**About this task**
Only a number is wanted: how many lines in the listing contain the word "bowl"?

◇ ◇ ◇ ◇

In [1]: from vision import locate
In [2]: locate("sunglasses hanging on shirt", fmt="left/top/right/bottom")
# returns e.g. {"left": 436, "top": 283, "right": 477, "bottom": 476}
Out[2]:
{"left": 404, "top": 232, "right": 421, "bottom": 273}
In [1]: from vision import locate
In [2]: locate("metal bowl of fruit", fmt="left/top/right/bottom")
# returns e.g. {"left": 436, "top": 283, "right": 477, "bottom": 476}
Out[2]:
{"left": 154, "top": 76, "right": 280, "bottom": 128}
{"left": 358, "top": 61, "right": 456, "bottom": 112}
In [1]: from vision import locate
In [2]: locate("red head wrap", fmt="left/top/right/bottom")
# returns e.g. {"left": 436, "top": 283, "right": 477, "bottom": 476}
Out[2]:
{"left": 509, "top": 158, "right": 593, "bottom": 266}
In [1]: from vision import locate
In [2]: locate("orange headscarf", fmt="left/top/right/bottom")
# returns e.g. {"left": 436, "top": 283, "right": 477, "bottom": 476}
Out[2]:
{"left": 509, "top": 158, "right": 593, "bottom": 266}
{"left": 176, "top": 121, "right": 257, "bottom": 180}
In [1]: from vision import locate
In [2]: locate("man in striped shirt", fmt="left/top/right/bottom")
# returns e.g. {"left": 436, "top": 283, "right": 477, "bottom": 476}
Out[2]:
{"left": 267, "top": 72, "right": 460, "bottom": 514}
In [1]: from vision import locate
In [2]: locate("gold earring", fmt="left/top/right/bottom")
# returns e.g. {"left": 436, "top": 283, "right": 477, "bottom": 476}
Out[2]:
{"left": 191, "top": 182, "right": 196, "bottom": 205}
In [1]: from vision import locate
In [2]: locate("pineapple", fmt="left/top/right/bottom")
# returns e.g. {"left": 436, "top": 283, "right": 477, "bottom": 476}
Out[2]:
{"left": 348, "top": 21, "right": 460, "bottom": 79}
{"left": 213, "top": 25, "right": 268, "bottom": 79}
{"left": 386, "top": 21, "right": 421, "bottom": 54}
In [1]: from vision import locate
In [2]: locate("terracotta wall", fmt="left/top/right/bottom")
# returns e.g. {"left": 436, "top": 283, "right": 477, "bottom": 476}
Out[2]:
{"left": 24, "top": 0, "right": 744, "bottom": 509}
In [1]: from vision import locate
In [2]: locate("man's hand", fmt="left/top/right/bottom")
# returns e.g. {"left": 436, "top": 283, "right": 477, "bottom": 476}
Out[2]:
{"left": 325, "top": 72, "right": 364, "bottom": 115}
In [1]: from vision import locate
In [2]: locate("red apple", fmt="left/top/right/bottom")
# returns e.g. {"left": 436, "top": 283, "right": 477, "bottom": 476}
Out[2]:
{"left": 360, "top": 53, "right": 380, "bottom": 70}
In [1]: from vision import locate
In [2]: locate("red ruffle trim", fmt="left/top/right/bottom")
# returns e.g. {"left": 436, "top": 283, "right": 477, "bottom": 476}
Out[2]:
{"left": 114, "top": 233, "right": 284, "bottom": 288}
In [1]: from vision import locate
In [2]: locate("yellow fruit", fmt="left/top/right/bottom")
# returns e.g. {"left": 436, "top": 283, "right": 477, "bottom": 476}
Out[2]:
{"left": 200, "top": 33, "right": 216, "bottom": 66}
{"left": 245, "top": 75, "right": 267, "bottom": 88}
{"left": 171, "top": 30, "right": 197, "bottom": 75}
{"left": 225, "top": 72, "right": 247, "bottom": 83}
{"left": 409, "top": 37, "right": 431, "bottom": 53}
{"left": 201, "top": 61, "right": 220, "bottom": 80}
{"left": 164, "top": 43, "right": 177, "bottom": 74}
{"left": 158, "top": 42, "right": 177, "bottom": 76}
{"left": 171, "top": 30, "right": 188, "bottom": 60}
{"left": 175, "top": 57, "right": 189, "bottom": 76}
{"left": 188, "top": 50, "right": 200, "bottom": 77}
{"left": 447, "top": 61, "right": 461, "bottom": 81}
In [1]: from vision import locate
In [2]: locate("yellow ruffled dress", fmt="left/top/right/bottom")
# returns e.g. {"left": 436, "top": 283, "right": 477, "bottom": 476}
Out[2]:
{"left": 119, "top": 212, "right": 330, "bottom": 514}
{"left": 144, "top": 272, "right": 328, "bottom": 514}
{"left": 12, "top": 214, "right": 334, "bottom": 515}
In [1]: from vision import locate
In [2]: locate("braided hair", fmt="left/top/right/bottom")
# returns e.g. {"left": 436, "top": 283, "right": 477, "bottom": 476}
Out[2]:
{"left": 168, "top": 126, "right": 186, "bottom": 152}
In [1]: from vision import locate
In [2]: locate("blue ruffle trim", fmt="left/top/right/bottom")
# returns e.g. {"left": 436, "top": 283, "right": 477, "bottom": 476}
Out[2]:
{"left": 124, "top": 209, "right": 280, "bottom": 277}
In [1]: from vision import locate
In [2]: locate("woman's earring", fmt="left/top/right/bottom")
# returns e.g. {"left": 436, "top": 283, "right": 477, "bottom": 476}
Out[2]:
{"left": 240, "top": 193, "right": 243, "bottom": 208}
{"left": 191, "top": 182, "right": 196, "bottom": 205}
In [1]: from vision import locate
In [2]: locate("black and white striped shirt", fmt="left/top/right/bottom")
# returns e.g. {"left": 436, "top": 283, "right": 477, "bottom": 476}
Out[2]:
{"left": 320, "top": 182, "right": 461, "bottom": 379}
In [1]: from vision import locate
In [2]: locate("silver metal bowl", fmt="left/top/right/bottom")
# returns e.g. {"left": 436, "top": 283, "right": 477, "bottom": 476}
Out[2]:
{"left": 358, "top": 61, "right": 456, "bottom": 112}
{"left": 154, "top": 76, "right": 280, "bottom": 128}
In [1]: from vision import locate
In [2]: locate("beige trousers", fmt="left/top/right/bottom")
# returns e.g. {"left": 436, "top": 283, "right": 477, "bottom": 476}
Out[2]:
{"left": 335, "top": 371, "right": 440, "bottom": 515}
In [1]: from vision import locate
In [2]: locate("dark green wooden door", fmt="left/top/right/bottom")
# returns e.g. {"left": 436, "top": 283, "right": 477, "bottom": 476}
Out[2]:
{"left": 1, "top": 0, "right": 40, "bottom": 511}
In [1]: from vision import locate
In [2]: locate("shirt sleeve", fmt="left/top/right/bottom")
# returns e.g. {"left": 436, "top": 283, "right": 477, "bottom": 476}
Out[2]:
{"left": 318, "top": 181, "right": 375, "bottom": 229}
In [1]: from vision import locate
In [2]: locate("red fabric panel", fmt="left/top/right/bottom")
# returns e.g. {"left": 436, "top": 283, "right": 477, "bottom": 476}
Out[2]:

◇ ◇ ◇ ◇

**The answer**
2